▸ Instructions for the task:
Pull out the lines below, from the first one through the line that contains "point(211, 134)", and reproduce them word for word, including both ends.

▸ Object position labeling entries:

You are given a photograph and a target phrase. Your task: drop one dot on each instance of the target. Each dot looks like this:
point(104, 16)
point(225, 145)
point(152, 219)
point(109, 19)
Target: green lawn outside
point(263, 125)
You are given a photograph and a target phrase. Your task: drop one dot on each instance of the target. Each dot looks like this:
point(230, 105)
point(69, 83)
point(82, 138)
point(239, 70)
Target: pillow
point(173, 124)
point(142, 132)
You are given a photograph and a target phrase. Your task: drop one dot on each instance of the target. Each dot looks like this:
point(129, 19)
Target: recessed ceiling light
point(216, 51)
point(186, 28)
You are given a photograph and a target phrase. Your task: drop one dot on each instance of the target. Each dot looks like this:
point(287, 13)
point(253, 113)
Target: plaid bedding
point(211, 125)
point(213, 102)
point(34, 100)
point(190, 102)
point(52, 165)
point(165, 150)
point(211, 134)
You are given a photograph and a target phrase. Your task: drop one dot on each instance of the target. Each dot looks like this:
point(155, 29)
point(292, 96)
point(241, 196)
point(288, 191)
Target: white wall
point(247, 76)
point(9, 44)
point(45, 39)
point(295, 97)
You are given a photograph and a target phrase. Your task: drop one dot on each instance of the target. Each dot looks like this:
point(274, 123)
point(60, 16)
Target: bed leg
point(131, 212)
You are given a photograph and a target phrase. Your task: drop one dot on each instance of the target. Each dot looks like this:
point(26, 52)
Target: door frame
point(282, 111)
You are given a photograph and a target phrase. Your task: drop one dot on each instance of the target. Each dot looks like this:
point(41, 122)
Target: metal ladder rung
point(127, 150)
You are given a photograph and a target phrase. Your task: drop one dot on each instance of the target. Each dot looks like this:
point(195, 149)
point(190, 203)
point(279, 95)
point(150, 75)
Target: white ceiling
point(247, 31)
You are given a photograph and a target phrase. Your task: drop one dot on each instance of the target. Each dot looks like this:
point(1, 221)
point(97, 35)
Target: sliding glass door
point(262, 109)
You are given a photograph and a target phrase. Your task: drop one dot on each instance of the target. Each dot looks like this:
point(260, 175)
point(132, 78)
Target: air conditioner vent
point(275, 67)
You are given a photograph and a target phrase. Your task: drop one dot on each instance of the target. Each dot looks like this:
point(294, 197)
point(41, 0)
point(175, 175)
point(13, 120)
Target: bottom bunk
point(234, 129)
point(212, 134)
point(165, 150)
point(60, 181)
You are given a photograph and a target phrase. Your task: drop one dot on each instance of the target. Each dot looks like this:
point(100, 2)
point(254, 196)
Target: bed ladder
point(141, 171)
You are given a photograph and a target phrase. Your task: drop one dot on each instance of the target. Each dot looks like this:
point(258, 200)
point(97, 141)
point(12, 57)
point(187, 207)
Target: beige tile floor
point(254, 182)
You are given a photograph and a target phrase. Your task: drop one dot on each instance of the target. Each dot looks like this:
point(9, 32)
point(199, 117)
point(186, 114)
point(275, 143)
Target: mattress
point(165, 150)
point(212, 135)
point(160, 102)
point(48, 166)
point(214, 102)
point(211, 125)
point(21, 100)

▸ Task output:
You are given a photograph and a target phrase. Your task: drop one dot on each instance of the target. Each dot looks like this:
point(104, 16)
point(225, 145)
point(152, 219)
point(109, 19)
Target: green lawn outside
point(263, 125)
You are given a photograph and a target phrase. Your task: drop one dot on each instance of the target. Each dot looks like this:
point(230, 105)
point(69, 83)
point(82, 138)
point(239, 70)
Target: pillow
point(173, 124)
point(142, 132)
You are given a photograph and a target phrase. Your task: drop one dot on each instance of the target. Each dot looks like this:
point(129, 19)
Target: recessed ceiling light
point(216, 51)
point(186, 28)
You are given a photograph and a target phrase. Your task: drop one dot on each instance of the target. Each dot looks like this:
point(287, 13)
point(253, 113)
Target: plaid bedding
point(211, 125)
point(213, 102)
point(34, 100)
point(190, 102)
point(52, 165)
point(165, 150)
point(211, 134)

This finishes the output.